## start INPUT ROWS
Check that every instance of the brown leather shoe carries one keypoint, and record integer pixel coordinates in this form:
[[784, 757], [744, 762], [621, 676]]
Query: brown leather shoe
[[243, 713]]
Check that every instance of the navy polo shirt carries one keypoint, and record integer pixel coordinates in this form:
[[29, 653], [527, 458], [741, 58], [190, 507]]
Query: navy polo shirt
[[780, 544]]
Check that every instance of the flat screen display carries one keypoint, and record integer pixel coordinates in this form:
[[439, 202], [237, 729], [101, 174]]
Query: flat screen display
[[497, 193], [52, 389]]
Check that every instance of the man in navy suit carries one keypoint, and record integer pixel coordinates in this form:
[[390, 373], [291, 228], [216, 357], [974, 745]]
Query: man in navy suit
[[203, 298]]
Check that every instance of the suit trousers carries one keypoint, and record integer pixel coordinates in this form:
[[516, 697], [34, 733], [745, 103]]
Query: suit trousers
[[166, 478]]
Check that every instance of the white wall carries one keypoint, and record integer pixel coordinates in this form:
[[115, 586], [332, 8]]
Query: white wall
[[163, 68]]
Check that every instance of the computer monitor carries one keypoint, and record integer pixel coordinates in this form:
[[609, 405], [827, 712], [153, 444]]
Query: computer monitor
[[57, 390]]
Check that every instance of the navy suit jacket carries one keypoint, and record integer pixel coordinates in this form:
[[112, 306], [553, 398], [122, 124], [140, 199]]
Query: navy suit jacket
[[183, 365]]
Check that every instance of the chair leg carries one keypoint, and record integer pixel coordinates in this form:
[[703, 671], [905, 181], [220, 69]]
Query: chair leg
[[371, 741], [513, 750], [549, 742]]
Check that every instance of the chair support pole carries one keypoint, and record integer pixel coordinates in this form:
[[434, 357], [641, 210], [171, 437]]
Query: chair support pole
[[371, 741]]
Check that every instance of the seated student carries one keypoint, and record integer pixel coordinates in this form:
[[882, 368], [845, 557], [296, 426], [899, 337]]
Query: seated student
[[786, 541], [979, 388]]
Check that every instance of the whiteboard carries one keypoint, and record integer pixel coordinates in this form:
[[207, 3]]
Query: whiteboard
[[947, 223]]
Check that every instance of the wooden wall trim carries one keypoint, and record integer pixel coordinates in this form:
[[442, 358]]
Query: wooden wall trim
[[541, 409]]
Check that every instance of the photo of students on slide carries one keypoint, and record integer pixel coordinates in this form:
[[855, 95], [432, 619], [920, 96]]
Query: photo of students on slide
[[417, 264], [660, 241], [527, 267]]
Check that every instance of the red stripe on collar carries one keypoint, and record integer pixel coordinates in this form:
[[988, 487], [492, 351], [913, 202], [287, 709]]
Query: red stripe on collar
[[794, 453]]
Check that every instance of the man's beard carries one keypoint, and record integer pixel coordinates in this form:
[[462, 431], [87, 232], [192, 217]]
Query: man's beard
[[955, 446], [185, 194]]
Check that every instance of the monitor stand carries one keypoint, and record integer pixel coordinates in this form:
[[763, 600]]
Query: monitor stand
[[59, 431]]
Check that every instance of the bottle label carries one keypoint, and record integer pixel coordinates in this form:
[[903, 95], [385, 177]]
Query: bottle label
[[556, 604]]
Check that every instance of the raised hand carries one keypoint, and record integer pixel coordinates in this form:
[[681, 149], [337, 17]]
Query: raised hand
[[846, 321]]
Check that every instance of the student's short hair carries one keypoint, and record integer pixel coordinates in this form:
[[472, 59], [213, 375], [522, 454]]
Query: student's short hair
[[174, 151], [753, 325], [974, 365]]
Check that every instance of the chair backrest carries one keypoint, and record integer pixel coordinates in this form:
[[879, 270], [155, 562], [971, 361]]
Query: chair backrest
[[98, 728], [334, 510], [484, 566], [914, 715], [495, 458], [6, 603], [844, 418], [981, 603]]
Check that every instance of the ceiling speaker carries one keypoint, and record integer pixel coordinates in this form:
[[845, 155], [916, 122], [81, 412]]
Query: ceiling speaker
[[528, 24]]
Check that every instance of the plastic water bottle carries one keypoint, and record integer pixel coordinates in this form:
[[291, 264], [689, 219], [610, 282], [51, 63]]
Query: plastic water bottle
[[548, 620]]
## end INPUT ROWS
Repeat the data in its entirety, character for character.

Check that every instance of the brown leather shoe carries one keypoint, and record integer pixel coordinates in this form:
[[784, 757], [744, 762], [621, 676]]
Query: brown leather shoe
[[243, 713]]
Check that every instance of the navy polo shirt carries one keypoint, and record integer pixel coordinates in this form:
[[29, 653], [527, 458], [741, 58], [190, 507]]
Query: navy polo shirt
[[780, 544]]
Check that every instance of the flat screen display carries one keypoint, and record integer pixel coordinates in this form:
[[439, 202], [237, 729], [101, 174]]
Query: flat screen display
[[497, 193], [52, 389]]
Check that every instance of the man in navy suit carries one keypoint, and record integer pixel coordinates in this form:
[[390, 373], [291, 228], [216, 357], [974, 745]]
Query: man in navy suit
[[203, 298]]
Check that every instance of the suit trousers carries one keypoint, and record integer pixel coordinates in this form:
[[516, 697], [34, 733], [745, 103]]
Query: suit trousers
[[166, 478]]
Check that every instance of the white wall carries one keypoint, and record integer pixel coordinates in this form:
[[115, 586], [332, 8]]
Query: white wall
[[163, 68]]
Check that every instance of the computer monitor carries one keypoint, and record integer pixel coordinates in this form:
[[609, 405], [827, 712], [153, 444]]
Query: computer monitor
[[57, 390]]
Check that every instance of the navy suit jacket carries one keypoint, and record integer pixel coordinates in this form:
[[112, 306], [553, 398], [122, 124], [140, 199]]
Query: navy suit jacket
[[183, 365]]
Check that every instance of the chair leg carries one keypoint, and record integer pixel coordinates in this form:
[[703, 671], [905, 181], [220, 69]]
Query: chair leg
[[371, 741], [513, 750], [549, 742]]
Check that every instance of the chair support pole carries one keypoint, and record integer pixel coordinates in this form:
[[434, 357], [641, 210], [171, 437]]
Query: chair support pole
[[371, 741]]
Check that every instance of the seated student carries one keypoint, and record integer pixel coordinates in this form:
[[882, 368], [845, 557], [296, 426], [899, 337]]
Query: seated student
[[786, 541], [979, 388]]
Check that every instance of the whiteboard carries one keypoint, and record integer pixel coordinates in this form:
[[207, 3]]
Query: whiteboard
[[947, 223]]
Check that every instance of the wooden wall trim carries one keypoint, and record integer pixel coordinates in this form:
[[442, 358]]
Query: wooden wall trim
[[541, 409]]
Check that every instance of the photo of students on slide carries one keypoint, and record integer pixel coordinates in this form:
[[855, 95], [432, 619], [920, 96]]
Query: photo of students on slide
[[417, 264], [660, 241], [527, 267]]
Check that every instance of the red stripe on collar carries one keypoint, and record integer pixel coordinates in this form:
[[988, 487], [492, 351], [913, 202], [287, 709]]
Query: red stripe on collar
[[794, 453]]
Check that every instance of the man's beard carries one keypoint, and record integer pixel coordinates in this form:
[[462, 431], [87, 232], [192, 217]]
Query: man's beard
[[955, 446], [185, 194]]
Check that every instance of the monitor stand carries one keypoint, and record integer pixel coordinates in this form:
[[763, 600]]
Query: monitor stand
[[59, 431]]
Check that every instance of the bottle label carries one keypoint, and record integer pixel coordinates in this form:
[[903, 95], [385, 177]]
Query: bottle label
[[556, 604]]
Check that every instance of the raised hand carries one keypoint, and record integer pixel coordinates in this form:
[[681, 149], [337, 17]]
Query: raised hand
[[846, 321]]
Check that every instance of the student's short hair carries one keypoint, and record integer pixel coordinates in this form:
[[472, 59], [213, 375], [522, 454]]
Query: student's short hair
[[174, 151], [753, 325], [974, 365]]
Check that every instance of the chair backrest carries one keypoint, and record integer pixel coordinates in this form:
[[879, 270], [155, 562], [971, 361]]
Query: chair backrest
[[98, 728], [334, 510], [484, 566], [914, 715], [495, 458], [6, 603], [844, 418], [981, 603]]
Check that every instance of the ceiling speaker carries one keypoint, and record integer pixel coordinates in this form:
[[845, 155], [916, 122], [81, 412]]
Query: ceiling speaker
[[528, 24]]
Check that every instance of the plastic water bottle carries one keypoint, and record integer pixel coordinates in this form:
[[291, 264], [689, 219], [610, 282], [51, 63]]
Query: plastic water bottle
[[548, 620]]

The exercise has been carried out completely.